Return verbatim all lines from the first one in the records to the line with "every white baseboard.", both ends kept.
====================
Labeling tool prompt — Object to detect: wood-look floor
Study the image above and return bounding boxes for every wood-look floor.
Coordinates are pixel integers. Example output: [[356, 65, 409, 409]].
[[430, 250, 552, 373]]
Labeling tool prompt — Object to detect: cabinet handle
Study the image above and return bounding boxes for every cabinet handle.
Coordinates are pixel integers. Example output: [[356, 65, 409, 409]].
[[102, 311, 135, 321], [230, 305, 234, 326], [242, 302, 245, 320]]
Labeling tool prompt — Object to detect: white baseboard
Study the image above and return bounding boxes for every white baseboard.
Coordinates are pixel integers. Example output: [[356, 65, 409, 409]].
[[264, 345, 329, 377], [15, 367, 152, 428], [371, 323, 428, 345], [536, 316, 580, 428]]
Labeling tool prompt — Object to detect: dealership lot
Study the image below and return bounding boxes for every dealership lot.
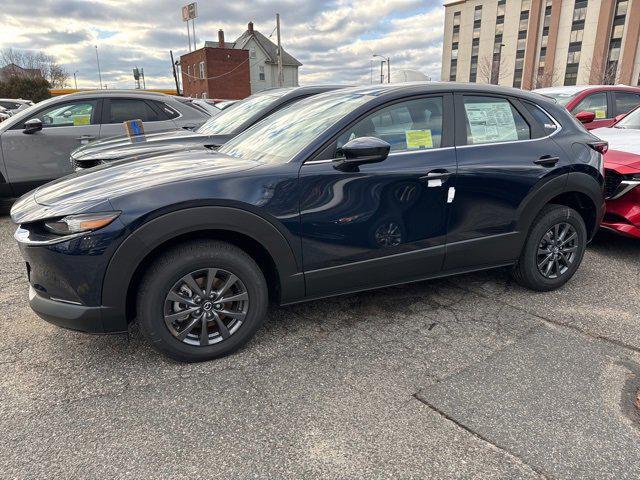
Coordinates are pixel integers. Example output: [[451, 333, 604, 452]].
[[0, 214, 638, 479]]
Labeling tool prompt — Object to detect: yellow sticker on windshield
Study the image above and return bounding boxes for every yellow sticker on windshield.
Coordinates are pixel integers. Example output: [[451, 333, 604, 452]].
[[595, 109, 606, 119], [73, 115, 91, 126], [405, 129, 433, 149]]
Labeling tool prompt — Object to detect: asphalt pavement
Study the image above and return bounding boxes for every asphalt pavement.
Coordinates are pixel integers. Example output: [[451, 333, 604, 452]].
[[0, 215, 638, 479]]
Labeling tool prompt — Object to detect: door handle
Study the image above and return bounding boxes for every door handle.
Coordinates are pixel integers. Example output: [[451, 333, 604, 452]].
[[76, 135, 96, 140], [420, 170, 452, 188], [534, 155, 560, 167]]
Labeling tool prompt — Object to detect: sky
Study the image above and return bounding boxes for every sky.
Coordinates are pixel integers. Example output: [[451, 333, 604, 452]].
[[0, 0, 445, 89]]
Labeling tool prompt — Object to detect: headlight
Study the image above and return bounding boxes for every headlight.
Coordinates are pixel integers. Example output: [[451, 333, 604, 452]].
[[43, 212, 120, 235]]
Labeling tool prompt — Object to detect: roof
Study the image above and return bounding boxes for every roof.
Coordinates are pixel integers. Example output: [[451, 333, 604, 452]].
[[234, 29, 302, 67], [534, 85, 640, 95], [64, 89, 169, 98]]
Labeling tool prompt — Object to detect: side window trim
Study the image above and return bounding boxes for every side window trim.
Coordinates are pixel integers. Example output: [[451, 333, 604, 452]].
[[11, 99, 102, 130], [455, 93, 544, 147], [306, 93, 454, 163]]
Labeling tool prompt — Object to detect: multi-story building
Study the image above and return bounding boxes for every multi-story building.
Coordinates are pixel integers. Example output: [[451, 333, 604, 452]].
[[441, 0, 640, 88]]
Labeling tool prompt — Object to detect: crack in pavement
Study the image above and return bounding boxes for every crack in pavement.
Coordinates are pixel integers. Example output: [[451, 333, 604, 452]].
[[412, 392, 551, 479]]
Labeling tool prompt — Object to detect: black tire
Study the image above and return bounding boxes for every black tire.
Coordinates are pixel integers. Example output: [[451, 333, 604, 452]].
[[136, 240, 268, 362], [512, 204, 587, 291]]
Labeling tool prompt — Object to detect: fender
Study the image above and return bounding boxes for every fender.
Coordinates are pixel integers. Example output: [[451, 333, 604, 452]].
[[100, 206, 305, 330], [517, 171, 604, 238]]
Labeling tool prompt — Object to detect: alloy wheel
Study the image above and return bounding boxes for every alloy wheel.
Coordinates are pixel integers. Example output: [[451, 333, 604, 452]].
[[536, 222, 578, 279], [163, 268, 249, 346]]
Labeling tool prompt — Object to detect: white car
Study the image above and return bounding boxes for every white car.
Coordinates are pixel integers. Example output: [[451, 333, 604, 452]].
[[191, 98, 236, 116], [0, 98, 34, 115]]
====================
**ANSWER BOX:**
Labeling tool prompt — Object to detect: wood-look floor
Study the image above and return bounding boxes for every wood-look floor.
Coordinates are pixel integers. Example output: [[356, 65, 409, 409]].
[[430, 250, 552, 373]]
Labeling tool prompt — Object to detect: cabinet handle
Study the image above and return bounding boxes for every cabinet handle.
Coordinates are pixel integers. Example output: [[356, 65, 409, 409]].
[[102, 311, 135, 321], [230, 305, 234, 326], [242, 302, 245, 320]]
Labeling tool prompt — Object to detect: white baseboard
Study the image above and return bounding boxes for every white baseboard.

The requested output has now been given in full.